→ Records supplied:
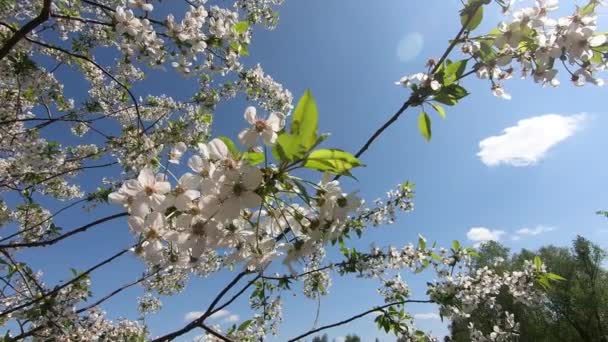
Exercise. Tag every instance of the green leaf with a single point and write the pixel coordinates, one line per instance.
(589, 8)
(450, 95)
(231, 146)
(288, 148)
(303, 135)
(332, 160)
(438, 109)
(486, 51)
(254, 158)
(538, 263)
(424, 126)
(436, 257)
(245, 325)
(553, 276)
(305, 120)
(453, 71)
(421, 242)
(241, 27)
(475, 8)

→ Goal:
Format the rows above as a two-column CSV with the headers instruction and points. Give one CSV line per row, with its instruction text and its answer points each in a single quoted field, line breaks replaced by spaces, and the pictures omitted.

→ Exercise output:
instruction,points
"Exercise. Tag every instance of the green leaf with a single point and write the pixel coordinates, one line per instance.","(589, 8) (450, 95) (231, 146) (288, 148) (303, 135) (332, 160) (438, 109) (486, 51) (254, 158) (538, 263) (424, 126) (436, 257) (245, 325) (553, 276) (305, 120) (453, 71) (421, 242) (241, 27) (475, 8)"